### LISTED RECORDS

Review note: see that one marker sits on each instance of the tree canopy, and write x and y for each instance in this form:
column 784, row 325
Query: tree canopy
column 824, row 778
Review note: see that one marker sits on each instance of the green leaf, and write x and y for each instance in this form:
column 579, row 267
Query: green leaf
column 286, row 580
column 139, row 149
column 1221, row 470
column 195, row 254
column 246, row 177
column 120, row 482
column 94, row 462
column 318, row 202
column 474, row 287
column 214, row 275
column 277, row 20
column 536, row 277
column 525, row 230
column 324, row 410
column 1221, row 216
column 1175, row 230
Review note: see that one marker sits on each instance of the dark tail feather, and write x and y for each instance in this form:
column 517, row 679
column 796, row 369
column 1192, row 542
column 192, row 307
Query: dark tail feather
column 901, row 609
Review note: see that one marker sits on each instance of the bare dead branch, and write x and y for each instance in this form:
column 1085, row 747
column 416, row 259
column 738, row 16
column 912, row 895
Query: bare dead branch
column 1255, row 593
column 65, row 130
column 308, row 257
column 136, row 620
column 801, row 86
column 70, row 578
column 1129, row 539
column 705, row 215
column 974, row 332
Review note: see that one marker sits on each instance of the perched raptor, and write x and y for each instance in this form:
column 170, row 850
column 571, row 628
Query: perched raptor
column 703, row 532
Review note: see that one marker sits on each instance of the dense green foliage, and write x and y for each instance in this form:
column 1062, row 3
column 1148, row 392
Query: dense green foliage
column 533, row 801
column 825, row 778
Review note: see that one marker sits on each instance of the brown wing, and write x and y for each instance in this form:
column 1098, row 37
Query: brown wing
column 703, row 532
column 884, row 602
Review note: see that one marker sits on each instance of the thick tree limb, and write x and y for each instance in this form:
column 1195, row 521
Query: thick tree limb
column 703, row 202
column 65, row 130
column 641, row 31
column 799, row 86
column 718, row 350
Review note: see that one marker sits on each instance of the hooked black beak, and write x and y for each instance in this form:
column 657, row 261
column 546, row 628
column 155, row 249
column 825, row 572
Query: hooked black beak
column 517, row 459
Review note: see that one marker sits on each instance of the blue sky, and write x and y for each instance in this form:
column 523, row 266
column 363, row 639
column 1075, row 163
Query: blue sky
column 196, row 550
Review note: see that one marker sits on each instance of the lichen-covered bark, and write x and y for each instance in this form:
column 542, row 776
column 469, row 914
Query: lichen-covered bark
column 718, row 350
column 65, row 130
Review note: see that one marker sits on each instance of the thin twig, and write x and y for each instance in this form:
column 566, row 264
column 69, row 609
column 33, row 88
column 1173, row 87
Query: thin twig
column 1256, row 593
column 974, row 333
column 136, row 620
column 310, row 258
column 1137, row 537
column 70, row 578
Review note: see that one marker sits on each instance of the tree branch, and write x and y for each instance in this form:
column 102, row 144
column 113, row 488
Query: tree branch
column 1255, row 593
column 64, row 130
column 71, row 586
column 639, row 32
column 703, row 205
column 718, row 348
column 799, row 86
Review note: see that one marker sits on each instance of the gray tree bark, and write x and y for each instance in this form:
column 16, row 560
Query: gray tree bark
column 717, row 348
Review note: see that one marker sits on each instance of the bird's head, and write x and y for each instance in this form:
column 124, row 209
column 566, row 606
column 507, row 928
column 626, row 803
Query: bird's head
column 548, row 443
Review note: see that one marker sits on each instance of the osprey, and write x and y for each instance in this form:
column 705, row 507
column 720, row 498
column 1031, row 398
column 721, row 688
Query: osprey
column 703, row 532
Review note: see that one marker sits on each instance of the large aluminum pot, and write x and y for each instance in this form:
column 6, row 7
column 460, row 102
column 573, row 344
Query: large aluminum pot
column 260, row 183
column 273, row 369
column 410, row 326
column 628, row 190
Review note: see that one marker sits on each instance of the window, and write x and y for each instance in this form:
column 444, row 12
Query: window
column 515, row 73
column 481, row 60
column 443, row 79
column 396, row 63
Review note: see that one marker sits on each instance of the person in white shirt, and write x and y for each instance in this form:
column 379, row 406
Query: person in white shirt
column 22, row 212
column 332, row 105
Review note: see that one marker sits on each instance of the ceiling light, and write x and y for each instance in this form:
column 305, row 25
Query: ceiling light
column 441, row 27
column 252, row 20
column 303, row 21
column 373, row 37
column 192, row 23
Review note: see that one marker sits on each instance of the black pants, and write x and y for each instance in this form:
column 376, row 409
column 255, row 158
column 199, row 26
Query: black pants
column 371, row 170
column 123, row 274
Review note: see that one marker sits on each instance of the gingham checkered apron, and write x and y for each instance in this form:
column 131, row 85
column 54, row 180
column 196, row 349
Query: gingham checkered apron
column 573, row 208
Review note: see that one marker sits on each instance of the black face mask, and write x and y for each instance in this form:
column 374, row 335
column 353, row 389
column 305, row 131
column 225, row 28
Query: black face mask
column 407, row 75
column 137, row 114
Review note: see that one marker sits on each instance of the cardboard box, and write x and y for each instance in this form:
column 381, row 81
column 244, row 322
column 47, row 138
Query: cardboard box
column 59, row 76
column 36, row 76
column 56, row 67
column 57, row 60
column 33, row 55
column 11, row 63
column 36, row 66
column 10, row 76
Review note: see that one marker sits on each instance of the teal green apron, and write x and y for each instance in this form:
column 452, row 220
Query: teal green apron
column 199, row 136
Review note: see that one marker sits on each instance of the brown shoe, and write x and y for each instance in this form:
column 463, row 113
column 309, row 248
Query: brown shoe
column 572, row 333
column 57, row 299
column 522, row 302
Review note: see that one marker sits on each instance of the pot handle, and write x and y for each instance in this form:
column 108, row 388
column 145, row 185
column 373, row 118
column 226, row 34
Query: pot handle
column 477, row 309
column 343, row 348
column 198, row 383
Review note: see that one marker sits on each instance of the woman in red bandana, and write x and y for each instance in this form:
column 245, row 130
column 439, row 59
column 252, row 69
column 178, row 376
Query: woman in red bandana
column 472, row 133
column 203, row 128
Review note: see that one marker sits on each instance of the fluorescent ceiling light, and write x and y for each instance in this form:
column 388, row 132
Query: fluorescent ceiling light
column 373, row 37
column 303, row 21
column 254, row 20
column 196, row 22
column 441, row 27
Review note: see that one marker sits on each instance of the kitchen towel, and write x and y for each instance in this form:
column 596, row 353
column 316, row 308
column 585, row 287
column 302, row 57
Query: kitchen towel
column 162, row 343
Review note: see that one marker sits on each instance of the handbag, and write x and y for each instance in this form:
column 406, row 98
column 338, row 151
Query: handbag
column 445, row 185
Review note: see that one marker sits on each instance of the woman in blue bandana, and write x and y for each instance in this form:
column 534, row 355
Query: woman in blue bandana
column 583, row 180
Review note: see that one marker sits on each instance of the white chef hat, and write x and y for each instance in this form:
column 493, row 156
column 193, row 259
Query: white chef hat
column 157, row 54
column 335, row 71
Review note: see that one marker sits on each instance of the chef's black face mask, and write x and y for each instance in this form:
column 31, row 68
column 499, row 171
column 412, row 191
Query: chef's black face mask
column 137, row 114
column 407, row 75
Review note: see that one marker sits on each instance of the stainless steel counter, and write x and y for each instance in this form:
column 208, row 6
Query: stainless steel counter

######

▶ [WRITTEN REQUEST]
Reproduce every line of the data above with no changes.

▶ [SOLUTION FOR THIS PROBLEM]
Review note: see that one marker sits on each instance of the tree canopy, and write x and y for each instance in this form:
column 784, row 325
Query: tree canopy
column 824, row 778
Review note: see that one marker sits on each instance of the green leaf, and write x and y for each instance in this form:
column 579, row 267
Query: green leaf
column 286, row 580
column 139, row 149
column 1221, row 470
column 195, row 254
column 246, row 177
column 120, row 482
column 94, row 462
column 318, row 202
column 474, row 287
column 214, row 275
column 277, row 20
column 536, row 277
column 525, row 230
column 324, row 410
column 1221, row 216
column 1175, row 230
Review note: see that one marker sits on each instance of the dark tail feather, and write x and y for each instance in this form:
column 517, row 679
column 796, row 369
column 1192, row 542
column 192, row 307
Query: dark tail feather
column 901, row 609
Review note: see that one marker sits on each instance of the bare dead branch, and write x and y for each instance in this form:
column 1085, row 747
column 416, row 259
column 738, row 16
column 912, row 895
Query: bare dead branch
column 1255, row 593
column 65, row 130
column 308, row 257
column 136, row 620
column 801, row 86
column 70, row 578
column 1129, row 539
column 705, row 215
column 974, row 332
Review note: see that one marker sits on each instance of the perched raptor, and write x and y for each instance in this form:
column 170, row 850
column 571, row 628
Query: perched raptor
column 703, row 532
Review note: see that one marker sits on each instance of the dense green foliage, and write x and y for each instance in this form:
column 1062, row 3
column 1148, row 392
Query: dense green foliage
column 533, row 801
column 825, row 778
Review note: see that one marker sits on each instance of the brown wing, and write x and y for each instance in this form:
column 1098, row 37
Query: brown wing
column 703, row 532
column 884, row 602
Review note: see that one marker sits on each instance of the thick tree limb, and write x and y for each instance in this form:
column 1195, row 521
Query: thick tree limb
column 703, row 202
column 65, row 130
column 641, row 31
column 799, row 86
column 718, row 350
Review note: see that one marker sits on each instance of the hooked black beak, and write x and y for each instance in this form:
column 657, row 261
column 546, row 628
column 155, row 249
column 825, row 572
Query: hooked black beak
column 517, row 459
Review note: see that one marker sits on each instance of the blue sky, and write x and y for each instance in this form:
column 523, row 266
column 363, row 639
column 1075, row 163
Query: blue sky
column 196, row 550
Review note: see that one marker sits on each instance of the lichen-covered bark, and write x and y for each instance in this form:
column 542, row 776
column 469, row 914
Query: lichen-covered bark
column 718, row 350
column 65, row 130
Review note: see that one marker sits on each instance of the thin twig, and write x and y for each instance in this form:
column 566, row 264
column 69, row 609
column 33, row 88
column 1173, row 87
Query: thin twig
column 1256, row 593
column 974, row 333
column 136, row 620
column 310, row 258
column 1137, row 537
column 70, row 578
Review note: see that one marker sits on each instance of the tree branch, and write x and y for each instance in this form:
column 102, row 144
column 113, row 488
Query: tree branch
column 1255, row 593
column 64, row 130
column 71, row 586
column 639, row 32
column 703, row 205
column 718, row 348
column 799, row 86
Review note: see that one marker sits on each instance of the gray tree bark, and write x and y for each instance in this form:
column 16, row 560
Query: gray tree bark
column 717, row 348
Review note: see that one marker sits on each instance of the bird's head, and write x and y for each instance in this form:
column 124, row 209
column 566, row 606
column 507, row 928
column 626, row 803
Query: bird's head
column 548, row 443
Review note: see that one marker sits on each instance of the osprey, and write x and y for each instance in this form:
column 705, row 507
column 720, row 498
column 1031, row 398
column 721, row 688
Query: osprey
column 703, row 532
Review note: see that one marker sits on each instance of the large aluminum pot, and write x and y for each instance in this form:
column 6, row 7
column 460, row 102
column 573, row 344
Query: large aluminum pot
column 260, row 183
column 273, row 369
column 410, row 326
column 628, row 190
Review note: see that one marker sits on each instance of the window, and write x and y for each instance in this form:
column 444, row 12
Query: window
column 515, row 73
column 481, row 60
column 443, row 79
column 396, row 63
Review note: see that one marker sits on each instance of the person in white shirt, and write x and y for each instance in this form:
column 379, row 406
Query: person in white shirt
column 22, row 212
column 332, row 105
Review note: see that one marker sits on each instance of the ceiling light, and write x and y for each instance in this form:
column 305, row 25
Query: ceiling light
column 441, row 27
column 252, row 20
column 303, row 21
column 373, row 37
column 192, row 23
Review note: see that one marker sits on each instance of the black pants, and write x and y for each instance in this form:
column 376, row 409
column 255, row 158
column 199, row 26
Query: black pants
column 371, row 170
column 123, row 274
Review note: see that one marker sits on each instance of the gingham checkered apron, and write x and y for each instance in this form:
column 131, row 85
column 54, row 180
column 196, row 349
Query: gingham checkered apron
column 573, row 208
Review note: see that one marker sits on each instance of the black face mask, and write x and y for each instance in this form:
column 374, row 335
column 353, row 389
column 305, row 131
column 225, row 28
Query: black face mask
column 407, row 75
column 137, row 114
Review note: see that one marker sits on each instance of the cardboard box, and write x and y for each instance in this form:
column 381, row 81
column 244, row 322
column 47, row 138
Query: cardboard box
column 59, row 76
column 36, row 76
column 56, row 67
column 57, row 60
column 33, row 55
column 11, row 63
column 36, row 66
column 10, row 76
Review note: see that one marker sits on each instance of the teal green apron, and write x and y for each instance in this form:
column 452, row 220
Query: teal green apron
column 199, row 136
Review note: see that one marker sits on each instance of the brown shoe, and write x and y for each instance in this form:
column 463, row 113
column 309, row 248
Query: brown shoe
column 572, row 333
column 57, row 299
column 522, row 302
Review note: see that one marker sits on each instance of the pot handle, and write x and y for each instance in this form:
column 108, row 388
column 145, row 185
column 373, row 118
column 226, row 34
Query: pot handle
column 477, row 309
column 343, row 348
column 198, row 383
Review note: see that one marker sits on each instance of the woman in red bandana, and write x and y for each instance in this form:
column 245, row 130
column 439, row 59
column 252, row 69
column 178, row 376
Query: woman in red bandana
column 472, row 133
column 203, row 128
Review note: see that one marker sits on each instance of the fluorescent ceiling light, and write x and y for each instance in this form:
column 388, row 132
Query: fluorescent ceiling light
column 373, row 37
column 303, row 21
column 254, row 20
column 196, row 22
column 441, row 27
Review note: see that one marker sits on each instance of the kitchen towel, and write x and y for each instance in this form:
column 596, row 353
column 316, row 308
column 585, row 287
column 302, row 57
Query: kitchen towel
column 162, row 343
Review note: see that one marker sits on each instance of the handbag, and write x and y for each instance in this form:
column 406, row 98
column 338, row 151
Query: handbag
column 445, row 185
Review note: see that one marker sits on each instance of the woman in blue bandana, and write x and y for each instance in this form:
column 534, row 355
Query: woman in blue bandana
column 583, row 180
Review note: see that one marker sits on each instance of the white chef hat, and write x and y for each instance in this form:
column 493, row 156
column 193, row 259
Query: white chef hat
column 157, row 54
column 335, row 71
Review note: see that one marker sits on each instance of the chef's black face mask, and write x and y for each instance in this form:
column 31, row 68
column 499, row 171
column 412, row 191
Query: chef's black face mask
column 137, row 114
column 407, row 75
Review note: see that one marker sits on each instance of the stainless steel counter, and write x and y for each instance in this form:
column 208, row 6
Query: stainless steel counter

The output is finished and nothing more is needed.